— WHAT TO PRODUCE —
Switch every occurrence of "verify" to "confirm" in the records below, leaving all other text unchanged. Omit the pictures from your reproduction.

Start EXTRACTED RECORDS

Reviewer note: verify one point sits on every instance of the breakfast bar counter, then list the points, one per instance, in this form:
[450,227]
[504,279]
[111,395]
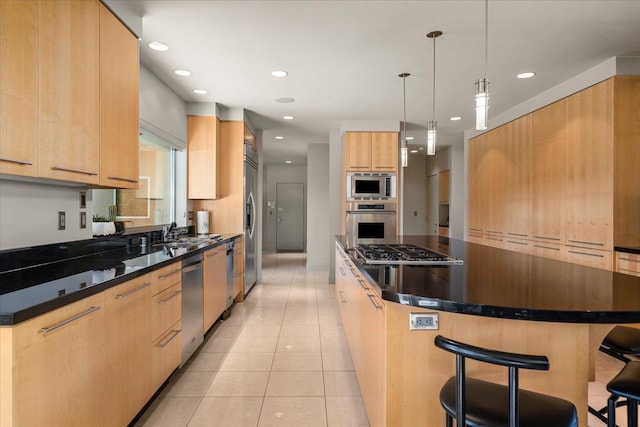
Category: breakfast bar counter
[498,299]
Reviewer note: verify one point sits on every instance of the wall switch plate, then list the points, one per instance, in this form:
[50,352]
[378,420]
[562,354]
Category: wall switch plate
[62,223]
[423,321]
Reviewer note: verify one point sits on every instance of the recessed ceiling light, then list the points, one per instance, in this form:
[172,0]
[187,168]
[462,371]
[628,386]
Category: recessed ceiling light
[158,46]
[526,75]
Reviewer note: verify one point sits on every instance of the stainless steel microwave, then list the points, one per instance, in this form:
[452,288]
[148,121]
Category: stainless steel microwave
[371,186]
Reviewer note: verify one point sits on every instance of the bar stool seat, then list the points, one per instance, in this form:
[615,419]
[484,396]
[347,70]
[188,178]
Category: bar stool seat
[627,385]
[622,341]
[482,403]
[488,407]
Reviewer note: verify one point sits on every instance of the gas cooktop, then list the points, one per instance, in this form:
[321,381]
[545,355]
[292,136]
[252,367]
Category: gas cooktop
[405,254]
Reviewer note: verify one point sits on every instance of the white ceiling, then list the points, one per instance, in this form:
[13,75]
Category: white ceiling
[344,57]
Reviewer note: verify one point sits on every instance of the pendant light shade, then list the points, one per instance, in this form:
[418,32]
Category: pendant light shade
[404,149]
[432,126]
[482,103]
[482,85]
[431,138]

End EXTRACTED RECORDS

— COMPLETE OUTPUT —
Reviewer note: confirm one point sits on every instance of the breakfast bar counter, then list the points, one per instance, in this form:
[450,227]
[504,279]
[111,395]
Category: breakfast bar counter
[498,299]
Reviewer note: confirm one point sits on every instance of the wall switch plate, then list the points, one per instance, in this form:
[50,352]
[378,420]
[562,354]
Category: wall switch plate
[62,223]
[423,321]
Reviewer note: confirm one point sits on every instance of the recessed ceiling light, then list the points, one per instance, in this form:
[172,0]
[187,168]
[462,371]
[628,386]
Category: recessed ceiling light
[158,46]
[526,75]
Reviewer note: confirm one point sits on every instance of the stainless steel microwave, then list the points, one per instance, in this form:
[452,288]
[148,121]
Category: stainless steel microwave
[371,186]
Reviewer note: confirm one point sits on every instance of the bar stool seat, then list the points, one per instance, in this form:
[615,419]
[484,396]
[347,70]
[188,178]
Category: bar stool seat
[627,385]
[622,341]
[482,403]
[488,407]
Reviewer note: confirm one point sits on every instance of the gas cooktop, then list the points, one per instance, in this form:
[321,381]
[545,355]
[292,136]
[252,367]
Category: gas cooktop
[405,254]
Reviewer note: confirm one point sits on every instance of the white ceiling, then list the points, one per instance, in this form:
[13,75]
Category: white ceiling
[344,57]
Reviewer note: confirm one point sits on every instance of the pendant light shade, then list the points, one per instance, in this form:
[418,32]
Category: pendant light shade
[404,149]
[432,126]
[482,103]
[482,85]
[431,138]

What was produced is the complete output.